Building shared values in a company of many tribes
It sounds counterintuitive, but there’s nothing riskier than a growing business. “As soon as headcount expands, shared values, the culture of a business, inevitably gets diluted,” says Kerrie Fleming, associate professor of organisational behaviour at Hult International Business School. The challenge for leaders is stark; how do they ensure corporate values are adhered to – by all – and can they stop sub-tribes doing their own (risky) thing?
“The larger the organisation the more chance corporate values misalign with the personal values of people working for them,” argues Patricia Hewlin, professor of organisational behaviour at Desautels Faculty of Management. The danger, she says, is that sub-groups can grow that have a “facade of conformity” that is not genuine – which is a risk. “These employees give the illusion of togetherness but they engage in activity divergent to what the organisation wants,” she says. “And resistant sub-cultures are very good at hiding - meaning they only surface when it’s too late.”
The larger the organisation the more chance corporate values misalign with the personal values of people working for them
Recent banking scandals reveal the extent to which sub-groups acting against espoused company-wide values can have disastrous impacts. RBS’s rigging of the Libor financial benchmark (resulting in a £390-million fine and untold reputational damage) was blamed on an errant group of just 21 staff. Rita Trehan, chief people officer at AGL, Australia’s largest energy company, says: “What complicates matters is that scandals aren’t always deliberate. Risk can be created by policies, like unrealistic targets. The trouble is, groups develop that say ‘we’ll do this now, and figure out how to deal with it later’.”

▶ **Exercise aim**: Can you copy the article on building shared values across company sub-tribes, between "Building shared values" and "own (risky) thing?", inclusive, without changing any of its wording?

▶ **Source data**:
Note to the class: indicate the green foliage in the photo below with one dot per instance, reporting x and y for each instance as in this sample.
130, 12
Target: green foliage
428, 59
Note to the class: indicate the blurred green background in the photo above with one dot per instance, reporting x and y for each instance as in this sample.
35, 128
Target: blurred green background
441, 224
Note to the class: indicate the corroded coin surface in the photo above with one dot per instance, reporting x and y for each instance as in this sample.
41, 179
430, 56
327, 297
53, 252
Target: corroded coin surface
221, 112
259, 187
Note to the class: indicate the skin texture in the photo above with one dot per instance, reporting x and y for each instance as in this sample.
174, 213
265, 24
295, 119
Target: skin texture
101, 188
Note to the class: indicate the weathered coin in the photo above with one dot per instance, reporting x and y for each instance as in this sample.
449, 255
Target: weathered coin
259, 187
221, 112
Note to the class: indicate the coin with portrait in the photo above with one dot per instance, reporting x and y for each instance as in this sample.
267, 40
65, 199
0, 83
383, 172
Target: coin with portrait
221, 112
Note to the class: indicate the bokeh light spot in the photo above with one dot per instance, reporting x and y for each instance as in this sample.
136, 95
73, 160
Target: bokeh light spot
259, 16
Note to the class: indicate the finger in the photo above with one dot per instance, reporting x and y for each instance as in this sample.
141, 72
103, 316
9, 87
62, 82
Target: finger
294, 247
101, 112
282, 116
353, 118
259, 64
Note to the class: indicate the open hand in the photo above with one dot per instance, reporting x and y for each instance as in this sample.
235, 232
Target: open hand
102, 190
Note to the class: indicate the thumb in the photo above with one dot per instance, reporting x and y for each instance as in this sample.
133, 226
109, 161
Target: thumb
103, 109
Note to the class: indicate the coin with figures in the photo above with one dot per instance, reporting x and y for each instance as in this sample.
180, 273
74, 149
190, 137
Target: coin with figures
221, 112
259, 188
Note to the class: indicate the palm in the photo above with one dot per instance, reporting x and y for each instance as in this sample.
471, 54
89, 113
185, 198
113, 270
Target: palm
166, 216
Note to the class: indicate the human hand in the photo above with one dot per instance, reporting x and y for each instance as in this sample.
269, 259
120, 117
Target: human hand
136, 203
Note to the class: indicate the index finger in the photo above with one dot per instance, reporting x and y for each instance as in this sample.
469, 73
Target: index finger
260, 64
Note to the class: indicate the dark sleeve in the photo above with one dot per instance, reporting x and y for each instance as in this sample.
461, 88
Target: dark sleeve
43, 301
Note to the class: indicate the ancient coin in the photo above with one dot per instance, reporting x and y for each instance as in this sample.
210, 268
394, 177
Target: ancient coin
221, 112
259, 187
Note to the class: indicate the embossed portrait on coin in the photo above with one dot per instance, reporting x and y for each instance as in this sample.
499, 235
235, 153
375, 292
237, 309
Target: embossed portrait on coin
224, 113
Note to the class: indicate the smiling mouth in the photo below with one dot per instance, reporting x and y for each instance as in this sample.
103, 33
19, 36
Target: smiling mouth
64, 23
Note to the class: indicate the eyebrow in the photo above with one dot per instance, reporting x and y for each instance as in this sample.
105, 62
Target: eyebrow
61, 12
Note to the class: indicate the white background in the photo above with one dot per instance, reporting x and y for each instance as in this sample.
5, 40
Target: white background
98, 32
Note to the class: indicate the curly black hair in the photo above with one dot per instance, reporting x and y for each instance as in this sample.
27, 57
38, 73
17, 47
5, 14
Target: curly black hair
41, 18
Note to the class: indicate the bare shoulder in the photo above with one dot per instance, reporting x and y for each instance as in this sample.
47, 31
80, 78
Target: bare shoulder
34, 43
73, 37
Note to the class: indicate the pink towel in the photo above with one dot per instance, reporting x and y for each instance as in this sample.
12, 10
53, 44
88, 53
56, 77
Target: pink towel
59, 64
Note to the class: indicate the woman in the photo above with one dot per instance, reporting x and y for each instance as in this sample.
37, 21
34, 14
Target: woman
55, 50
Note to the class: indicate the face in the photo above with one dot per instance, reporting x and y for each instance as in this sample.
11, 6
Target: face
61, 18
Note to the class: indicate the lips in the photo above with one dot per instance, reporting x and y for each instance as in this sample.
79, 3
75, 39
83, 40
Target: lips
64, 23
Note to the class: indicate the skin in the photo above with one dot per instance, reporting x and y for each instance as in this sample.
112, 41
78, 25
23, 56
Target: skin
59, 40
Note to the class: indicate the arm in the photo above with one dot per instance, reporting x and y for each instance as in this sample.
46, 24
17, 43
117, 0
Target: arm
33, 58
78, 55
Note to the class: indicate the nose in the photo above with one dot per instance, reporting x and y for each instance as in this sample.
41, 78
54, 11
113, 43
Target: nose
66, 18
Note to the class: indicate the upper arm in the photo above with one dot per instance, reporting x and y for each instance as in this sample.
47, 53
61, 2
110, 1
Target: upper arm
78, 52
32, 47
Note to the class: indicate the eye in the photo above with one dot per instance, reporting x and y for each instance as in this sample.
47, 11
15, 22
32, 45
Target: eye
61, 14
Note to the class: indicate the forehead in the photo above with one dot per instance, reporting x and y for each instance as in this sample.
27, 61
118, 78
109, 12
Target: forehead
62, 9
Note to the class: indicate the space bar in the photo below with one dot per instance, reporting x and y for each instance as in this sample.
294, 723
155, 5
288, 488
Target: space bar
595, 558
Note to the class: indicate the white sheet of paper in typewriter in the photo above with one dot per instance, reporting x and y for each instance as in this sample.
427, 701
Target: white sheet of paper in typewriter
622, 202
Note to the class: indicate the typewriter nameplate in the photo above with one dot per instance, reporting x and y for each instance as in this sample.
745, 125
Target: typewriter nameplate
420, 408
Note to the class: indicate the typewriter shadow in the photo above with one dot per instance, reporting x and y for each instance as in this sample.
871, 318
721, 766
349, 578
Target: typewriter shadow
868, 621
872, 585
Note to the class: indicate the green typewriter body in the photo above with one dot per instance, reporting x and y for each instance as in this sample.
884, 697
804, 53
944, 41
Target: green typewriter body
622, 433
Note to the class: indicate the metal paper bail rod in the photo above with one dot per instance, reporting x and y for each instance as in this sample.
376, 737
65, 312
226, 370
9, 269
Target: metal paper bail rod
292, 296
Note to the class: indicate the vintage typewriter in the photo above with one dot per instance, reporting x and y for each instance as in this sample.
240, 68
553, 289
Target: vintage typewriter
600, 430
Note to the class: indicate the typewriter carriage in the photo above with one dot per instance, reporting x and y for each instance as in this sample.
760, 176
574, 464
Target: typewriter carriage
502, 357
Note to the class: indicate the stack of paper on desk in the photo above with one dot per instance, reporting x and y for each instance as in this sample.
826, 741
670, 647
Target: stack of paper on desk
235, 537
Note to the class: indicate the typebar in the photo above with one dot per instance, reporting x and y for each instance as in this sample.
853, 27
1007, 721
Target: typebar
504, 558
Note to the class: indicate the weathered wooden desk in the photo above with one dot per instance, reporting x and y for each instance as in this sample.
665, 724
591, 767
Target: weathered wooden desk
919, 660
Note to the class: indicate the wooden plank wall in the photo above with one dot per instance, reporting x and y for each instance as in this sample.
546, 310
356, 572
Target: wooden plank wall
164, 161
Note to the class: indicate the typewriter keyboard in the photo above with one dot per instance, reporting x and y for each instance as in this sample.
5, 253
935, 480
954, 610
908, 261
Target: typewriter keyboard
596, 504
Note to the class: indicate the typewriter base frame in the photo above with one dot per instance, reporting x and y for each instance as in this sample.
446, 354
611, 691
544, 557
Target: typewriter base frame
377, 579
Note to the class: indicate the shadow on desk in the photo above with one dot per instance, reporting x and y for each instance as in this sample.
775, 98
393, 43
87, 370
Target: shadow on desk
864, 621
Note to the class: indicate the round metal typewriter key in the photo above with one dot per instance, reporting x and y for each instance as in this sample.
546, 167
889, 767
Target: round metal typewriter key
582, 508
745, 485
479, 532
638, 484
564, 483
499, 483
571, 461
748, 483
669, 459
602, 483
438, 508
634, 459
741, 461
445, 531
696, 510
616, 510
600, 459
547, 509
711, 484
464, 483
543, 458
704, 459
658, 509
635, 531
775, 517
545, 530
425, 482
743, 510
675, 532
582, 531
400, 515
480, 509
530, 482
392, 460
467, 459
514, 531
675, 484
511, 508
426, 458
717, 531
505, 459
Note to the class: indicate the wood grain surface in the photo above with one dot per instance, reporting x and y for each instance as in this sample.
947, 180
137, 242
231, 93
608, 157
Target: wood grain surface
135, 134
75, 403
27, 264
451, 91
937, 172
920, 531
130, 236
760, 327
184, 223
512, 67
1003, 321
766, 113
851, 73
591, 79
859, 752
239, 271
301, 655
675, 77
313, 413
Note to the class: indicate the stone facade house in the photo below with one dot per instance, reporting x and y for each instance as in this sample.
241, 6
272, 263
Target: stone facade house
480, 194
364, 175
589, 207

▶ **Result for this task**:
Building shared values in a company of many tribes
It sounds counterintuitive, but there’s nothing riskier than a growing business. “As soon as headcount expands, shared values, the culture of a business, inevitably gets diluted,” says Kerrie Fleming, associate professor of organisational behaviour at Hult International Business School. The challenge for leaders is stark; how do they ensure corporate values are adhered to – by all – and can they stop sub-tribes doing their own (risky) thing?